• [HOW TO COMPLETE THIS TASK] Reproduce the listing that follows so that each line matches the original exactly.

• [MATERIALS PROVIDED]
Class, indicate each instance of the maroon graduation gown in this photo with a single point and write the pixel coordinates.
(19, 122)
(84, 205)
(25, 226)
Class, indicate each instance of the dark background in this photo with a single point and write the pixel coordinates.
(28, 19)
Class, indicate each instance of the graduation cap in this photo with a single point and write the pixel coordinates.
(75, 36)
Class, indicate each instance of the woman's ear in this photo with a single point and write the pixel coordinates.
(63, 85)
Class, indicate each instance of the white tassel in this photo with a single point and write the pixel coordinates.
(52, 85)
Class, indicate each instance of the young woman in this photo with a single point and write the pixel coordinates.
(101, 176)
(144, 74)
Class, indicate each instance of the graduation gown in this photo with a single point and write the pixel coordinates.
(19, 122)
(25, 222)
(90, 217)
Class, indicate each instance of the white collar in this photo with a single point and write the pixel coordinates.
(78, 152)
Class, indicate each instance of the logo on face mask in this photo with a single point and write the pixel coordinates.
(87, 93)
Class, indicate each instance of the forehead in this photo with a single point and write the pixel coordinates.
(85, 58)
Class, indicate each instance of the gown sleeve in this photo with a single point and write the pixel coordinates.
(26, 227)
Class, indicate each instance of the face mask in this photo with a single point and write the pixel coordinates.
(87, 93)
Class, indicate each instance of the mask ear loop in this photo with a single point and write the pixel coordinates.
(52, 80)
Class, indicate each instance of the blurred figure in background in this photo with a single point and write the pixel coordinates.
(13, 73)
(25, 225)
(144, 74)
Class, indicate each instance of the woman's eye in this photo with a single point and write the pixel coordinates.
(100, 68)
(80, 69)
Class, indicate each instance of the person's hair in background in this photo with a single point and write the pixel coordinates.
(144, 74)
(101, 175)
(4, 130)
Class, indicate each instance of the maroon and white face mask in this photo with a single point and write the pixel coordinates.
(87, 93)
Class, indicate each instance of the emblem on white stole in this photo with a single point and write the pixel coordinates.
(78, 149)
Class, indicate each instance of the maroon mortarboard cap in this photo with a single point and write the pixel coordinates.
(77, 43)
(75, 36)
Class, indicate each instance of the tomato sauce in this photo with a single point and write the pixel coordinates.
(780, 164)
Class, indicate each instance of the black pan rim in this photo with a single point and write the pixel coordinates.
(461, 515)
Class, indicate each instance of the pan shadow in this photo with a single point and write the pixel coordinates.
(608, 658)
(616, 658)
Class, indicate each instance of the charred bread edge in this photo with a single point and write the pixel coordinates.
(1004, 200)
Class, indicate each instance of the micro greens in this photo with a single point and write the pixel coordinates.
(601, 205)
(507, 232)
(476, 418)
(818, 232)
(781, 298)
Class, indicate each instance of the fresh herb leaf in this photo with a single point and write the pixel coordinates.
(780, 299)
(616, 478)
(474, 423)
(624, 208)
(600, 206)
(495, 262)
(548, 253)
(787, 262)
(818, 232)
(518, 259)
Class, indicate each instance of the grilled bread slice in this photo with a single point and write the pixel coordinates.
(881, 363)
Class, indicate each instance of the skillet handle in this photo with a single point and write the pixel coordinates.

• [RESPONSE TO THIS TASK]
Class, indicate each instance of the maroon graduation gown in this photo with a single point and write the pixel coordinates.
(19, 122)
(84, 205)
(25, 226)
Class, indicate each instance of the dark background in this photo with a single point and write the pixel coordinates.
(28, 19)
Class, indicate each instance of the graduation cap in this photo with a single point and write the pixel coordinates.
(75, 36)
Class, indicate each instance of the woman's ear in this photo with a single point and write the pixel coordinates.
(63, 85)
Class, indicate each instance of the white tassel in this photo with a single point and write the pixel coordinates.
(52, 85)
Class, indicate each instance of the young woman in this photo with a single point and write the pixel coordinates.
(101, 176)
(144, 74)
Class, indicate each instance of the graduation gown in this photo with a single point and write the pixel coordinates.
(19, 122)
(25, 222)
(90, 217)
Class, indicate each instance of the white collar in this photo with a single point and write the pixel coordinates.
(78, 152)
Class, indicate each instance of the logo on face mask in this photo with a single point and write the pixel coordinates.
(87, 93)
Class, indicate each instance of the forehead in this photo with a single point and write the pixel coordinates.
(85, 58)
Class, indicate each instance of the gown sleeve in this photo with a single point and write the pixel coordinates.
(26, 227)
Class, indicate each instance of the face mask in this photo with a single point and write the pixel coordinates.
(87, 93)
Class, indicate each instance of the mask ear loop in this photo with a single point and write the pixel coordinates.
(52, 80)
Class, indicate each instance of the blurred figure in background in this photo with a single point and write the pixel coordinates.
(13, 73)
(25, 225)
(144, 74)
Class, indicate each instance of the woman's eye in this photo with a single point and write the pixel coordinates.
(100, 68)
(80, 69)
Class, indicate each instance of the person's hair in background in this photo with a single point and write the pixel coordinates.
(144, 74)
(101, 175)
(4, 130)
Class, indicate each instance of the maroon and white face mask in this photo with a single point and write the pixel coordinates.
(87, 93)
Class, indicate each instance of the emblem on white stole in this photo with a single point and write the pixel coordinates.
(78, 149)
Class, indicate each instance of the maroon mortarboard cap in this photo with a single point and write the pixel coordinates.
(77, 43)
(75, 36)
Class, indicate each instance of the tomato sauce in this photo with a single point and write the pixel coordinates.
(780, 164)
Class, indicate each instance of the black pan rim in this photo with a single point and write the pixel coordinates.
(461, 515)
Class, indicate each instance of the pan shadow in this photo with a single point and write the pixel coordinates.
(608, 658)
(616, 658)
Class, indicate each instance of the charred bread edge in this photo with a single point and write the pixel coordinates.
(1004, 200)
Class, indicate each instance of the micro greens in this photo with a single point and write the pixel coordinates.
(601, 205)
(507, 232)
(476, 418)
(818, 232)
(781, 298)
Class, indicate each instance of the fresh herb leaf in this photo with a single point and write the pixel coordinates.
(780, 299)
(616, 478)
(474, 423)
(624, 208)
(600, 206)
(495, 262)
(548, 253)
(787, 262)
(818, 232)
(518, 259)
Class, indicate each instance of the grilled bread slice in this photo with a single point and write the pixel coordinates.
(881, 363)
Class, indicate each instance of the skillet handle in this photo with a single point and write the pixel coordinates.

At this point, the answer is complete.